Output every line of the data exactly as it appears.

* **Information provided**:
■ ■ ■ ■

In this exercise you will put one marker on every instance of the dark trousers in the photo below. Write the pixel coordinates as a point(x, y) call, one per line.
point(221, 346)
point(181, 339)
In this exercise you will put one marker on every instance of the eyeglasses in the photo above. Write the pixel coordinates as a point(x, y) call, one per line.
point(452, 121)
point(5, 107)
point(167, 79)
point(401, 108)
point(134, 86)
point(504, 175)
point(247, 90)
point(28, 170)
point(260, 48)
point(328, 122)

■ ■ ■ ■

* **Answer to the exercise**:
In this exercise you will put one marker on every instance of the dark trousers in the photo below. Write the pixel coordinates as a point(x, y) call, one per line.
point(221, 346)
point(181, 339)
In this exercise you will put one marker on every instance of the eyeglasses in the photo above. Write the pixel coordinates as a point(x, y) call, one per line.
point(452, 121)
point(5, 107)
point(167, 79)
point(401, 108)
point(134, 86)
point(504, 175)
point(247, 90)
point(28, 170)
point(260, 48)
point(328, 122)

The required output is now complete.